» What the exercise asks
Reproduce every one of the entries below verbatim, line for line.

» Records for processing
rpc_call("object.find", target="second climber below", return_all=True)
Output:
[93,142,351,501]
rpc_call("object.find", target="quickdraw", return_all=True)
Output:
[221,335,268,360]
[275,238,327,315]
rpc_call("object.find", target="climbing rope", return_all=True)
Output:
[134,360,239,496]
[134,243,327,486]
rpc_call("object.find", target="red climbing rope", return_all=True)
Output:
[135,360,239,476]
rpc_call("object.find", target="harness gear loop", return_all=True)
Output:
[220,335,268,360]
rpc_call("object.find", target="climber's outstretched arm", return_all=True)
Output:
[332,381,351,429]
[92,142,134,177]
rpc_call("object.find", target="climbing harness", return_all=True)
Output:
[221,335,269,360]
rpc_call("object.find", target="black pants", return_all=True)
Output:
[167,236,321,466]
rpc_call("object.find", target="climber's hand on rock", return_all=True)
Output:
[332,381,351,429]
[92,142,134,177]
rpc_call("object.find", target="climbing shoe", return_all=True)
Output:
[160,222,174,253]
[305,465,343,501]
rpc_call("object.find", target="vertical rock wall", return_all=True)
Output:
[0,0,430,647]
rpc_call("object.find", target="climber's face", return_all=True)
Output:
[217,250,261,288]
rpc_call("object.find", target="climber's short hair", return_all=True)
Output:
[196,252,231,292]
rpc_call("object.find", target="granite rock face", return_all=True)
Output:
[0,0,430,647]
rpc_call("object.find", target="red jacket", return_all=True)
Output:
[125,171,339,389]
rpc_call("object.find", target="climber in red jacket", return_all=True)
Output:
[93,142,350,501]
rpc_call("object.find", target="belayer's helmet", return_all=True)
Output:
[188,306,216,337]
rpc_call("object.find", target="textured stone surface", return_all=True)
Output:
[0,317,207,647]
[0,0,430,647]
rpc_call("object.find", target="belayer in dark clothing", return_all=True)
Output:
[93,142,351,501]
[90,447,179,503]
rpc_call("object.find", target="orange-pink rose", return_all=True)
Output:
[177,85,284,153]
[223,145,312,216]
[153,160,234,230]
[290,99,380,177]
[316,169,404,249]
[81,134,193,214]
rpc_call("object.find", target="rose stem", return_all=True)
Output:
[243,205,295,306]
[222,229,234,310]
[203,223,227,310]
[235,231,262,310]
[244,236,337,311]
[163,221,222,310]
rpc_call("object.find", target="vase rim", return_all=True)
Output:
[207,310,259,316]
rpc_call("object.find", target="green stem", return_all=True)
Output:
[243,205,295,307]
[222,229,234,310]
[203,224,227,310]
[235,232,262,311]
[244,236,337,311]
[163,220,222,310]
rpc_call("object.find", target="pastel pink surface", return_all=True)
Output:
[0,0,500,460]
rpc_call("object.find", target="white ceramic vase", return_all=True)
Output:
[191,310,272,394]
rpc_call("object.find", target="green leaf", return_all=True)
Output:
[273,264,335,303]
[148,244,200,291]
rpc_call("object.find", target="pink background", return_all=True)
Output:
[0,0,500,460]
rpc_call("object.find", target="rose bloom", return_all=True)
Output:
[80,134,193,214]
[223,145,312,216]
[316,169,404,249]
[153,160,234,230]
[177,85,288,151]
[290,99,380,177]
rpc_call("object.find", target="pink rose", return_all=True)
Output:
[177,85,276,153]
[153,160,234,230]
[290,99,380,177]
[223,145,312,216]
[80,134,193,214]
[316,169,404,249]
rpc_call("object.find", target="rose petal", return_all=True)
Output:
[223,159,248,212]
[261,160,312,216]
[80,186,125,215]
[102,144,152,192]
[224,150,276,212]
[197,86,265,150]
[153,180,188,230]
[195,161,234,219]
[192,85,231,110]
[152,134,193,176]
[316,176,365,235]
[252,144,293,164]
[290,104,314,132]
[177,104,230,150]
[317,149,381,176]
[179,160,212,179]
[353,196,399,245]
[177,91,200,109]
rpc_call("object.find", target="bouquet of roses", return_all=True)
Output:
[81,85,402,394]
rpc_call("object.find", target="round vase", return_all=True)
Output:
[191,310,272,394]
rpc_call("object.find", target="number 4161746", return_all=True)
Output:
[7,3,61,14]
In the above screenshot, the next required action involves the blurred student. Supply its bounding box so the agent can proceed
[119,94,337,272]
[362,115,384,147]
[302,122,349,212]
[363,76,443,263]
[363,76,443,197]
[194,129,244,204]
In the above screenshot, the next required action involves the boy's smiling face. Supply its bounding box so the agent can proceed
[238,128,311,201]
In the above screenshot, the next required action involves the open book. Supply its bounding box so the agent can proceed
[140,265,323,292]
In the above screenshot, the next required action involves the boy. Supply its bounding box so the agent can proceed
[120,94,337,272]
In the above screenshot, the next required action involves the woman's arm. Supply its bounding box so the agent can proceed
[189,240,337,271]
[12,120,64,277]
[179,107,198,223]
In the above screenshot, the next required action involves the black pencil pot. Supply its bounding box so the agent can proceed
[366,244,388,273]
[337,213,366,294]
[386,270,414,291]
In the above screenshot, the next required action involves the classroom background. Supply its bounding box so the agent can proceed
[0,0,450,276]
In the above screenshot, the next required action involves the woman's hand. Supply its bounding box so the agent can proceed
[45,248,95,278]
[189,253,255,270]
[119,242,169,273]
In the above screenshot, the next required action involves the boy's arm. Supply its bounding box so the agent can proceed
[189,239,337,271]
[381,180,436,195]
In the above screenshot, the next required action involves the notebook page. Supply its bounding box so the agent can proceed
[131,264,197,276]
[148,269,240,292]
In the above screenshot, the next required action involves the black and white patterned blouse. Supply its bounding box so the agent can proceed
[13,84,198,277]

» Exercise output
rpc_call("object.find", target="second climber below", return_all=True)
Output:
[93,142,351,501]
rpc_call("object.find", target="quickdraw", return_all=True)
Output:
[221,335,268,360]
[275,238,327,315]
rpc_call("object.find", target="climbing rope", return_all=True)
Output:
[134,360,239,496]
[134,243,327,486]
rpc_call("object.find", target="red climbing rope", return_all=True)
Output:
[135,360,239,476]
rpc_call("object.find", target="harness gear loop", return_all=True)
Output:
[220,335,268,360]
rpc_call("object.find", target="climber's outstretched arm", return_all=True)
Output:
[332,381,351,429]
[92,142,134,177]
rpc_call("object.find", target="climbing harness", return_all=True)
Output:
[221,335,269,360]
rpc_call("object.find", target="black pants", return_all=True)
Output:
[167,236,321,466]
rpc_call("object.find", target="climber's hand on rock", return_all=True)
Output:
[332,381,351,429]
[92,142,134,177]
rpc_call("object.find", target="climbing shoe", return_all=True)
Output:
[160,222,174,253]
[305,465,343,501]
rpc_call("object.find", target="vertical rock wall", return_all=True)
Output:
[0,0,430,647]
rpc_call("object.find", target="climber's face", return_all=True)
Output:
[217,250,261,288]
rpc_call("object.find", target="climber's short hair", return_all=True)
Output:
[196,252,231,292]
rpc_call("object.find", target="granite rock face", return_all=True)
Output:
[0,0,430,647]
rpc_call("object.find", target="red jacket", return_all=True)
Output:
[125,171,339,389]
rpc_call("object.find", target="climber in red jacket", return_all=True)
Output:
[93,142,350,501]
rpc_call("object.find", target="belayer's helmet", return_all=True)
Output:
[188,306,216,337]
rpc_call("object.find", target="textured stone surface", return_all=True)
Output:
[0,317,207,647]
[0,0,430,647]
rpc_call("object.find", target="belayer in dark clothing", return_all=True)
Output:
[93,142,351,501]
[90,447,179,503]
rpc_call("object.find", target="orange-pink rose", return_all=True)
Output:
[177,85,284,153]
[223,145,312,216]
[153,160,234,230]
[290,99,380,177]
[316,169,404,249]
[81,134,193,214]
rpc_call("object.find", target="rose stem", return_all=True)
Output:
[243,205,295,306]
[222,229,234,310]
[203,223,227,310]
[235,231,262,310]
[244,236,337,311]
[163,221,222,310]
rpc_call("object.find", target="vase rim", return_all=True)
Output:
[207,310,259,316]
rpc_call("object.find", target="green stem", return_all=True)
Output:
[243,205,295,307]
[222,229,234,310]
[203,224,227,310]
[235,232,262,311]
[244,236,337,311]
[163,220,222,310]
rpc_call("object.find", target="pastel pink surface", return_all=True)
Output:
[0,0,500,460]
rpc_call("object.find", target="white ceramic vase", return_all=True)
Output:
[191,310,272,394]
rpc_call("object.find", target="green leaf", return_all=True)
Output:
[273,264,335,303]
[148,244,200,291]
rpc_call("object.find", target="pink background", return_all=True)
Output:
[0,0,500,460]
rpc_call("object.find", target="rose bloom", return_all=True)
Output:
[80,134,193,214]
[223,145,312,216]
[316,169,404,249]
[153,160,234,230]
[177,85,288,151]
[290,99,380,177]
rpc_call("object.find", target="pink rose", return_all=True)
Output:
[177,85,276,153]
[153,160,234,230]
[290,99,380,177]
[223,145,312,216]
[80,134,193,214]
[316,169,404,249]
rpc_call("object.find", target="rose petal", return_all=True)
Output:
[223,159,248,212]
[261,160,312,216]
[80,186,125,215]
[102,144,152,192]
[224,150,276,212]
[197,86,265,150]
[153,180,188,230]
[195,161,234,219]
[192,85,231,110]
[152,134,193,176]
[316,176,365,235]
[252,144,293,164]
[290,104,314,132]
[177,104,230,150]
[317,149,381,176]
[179,160,212,179]
[353,196,399,245]
[177,91,200,109]
rpc_call("object.find", target="bouquet of roses", return_all=True)
Output:
[81,85,402,394]
rpc_call("object.find", target="round vase", return_all=True)
Output:
[191,310,272,394]
rpc_call("object.find", target="number 4161746", return_all=True)
Output:
[7,3,61,14]
In the above screenshot, the next required action involves the blurred student. Supply its bounding box so the agent can proceed
[119,94,337,272]
[362,115,384,147]
[302,122,349,212]
[363,76,443,263]
[363,76,443,197]
[194,129,244,204]
In the above screenshot, the next required action involves the boy's smiling face. Supply its bounding box so the agent can proceed
[238,128,311,201]
In the above screenshot, the next required action involves the open book. Supply its bounding box so the agent can proceed
[140,265,323,292]
In the above screenshot, the next required action involves the boy. Supply its bounding box so the agent can proceed
[120,94,337,272]
In the above screenshot, the next required action involves the woman's arm. Supply its bounding box so the agent can proceed
[189,240,337,271]
[12,120,64,277]
[179,107,198,223]
In the above screenshot, the next required action involves the black pencil pot. Supply its bounding box so the agent can proceed
[366,244,388,273]
[337,213,366,294]
[386,270,414,291]
In the above screenshot, the next required action involves the classroom background. Supply its bounding box so the agent can proceed
[0,0,450,276]
In the above screenshot, the next required action involves the woman's hand. Supply its bounding box so the agent can proceed
[45,248,95,278]
[189,253,255,270]
[119,242,169,273]
In the above screenshot, the next required action involves the boy's arm. Supply its bounding box so the agent can proceed
[189,239,337,271]
[381,180,436,195]
In the above screenshot, the next required action involves the notebook page. Supply its bounding box so the agent can proceed
[131,264,197,276]
[148,269,240,292]
In the above screenshot, the next required action involves the black and white patterned blouse. Supply its bounding box so the agent can proceed
[13,84,198,277]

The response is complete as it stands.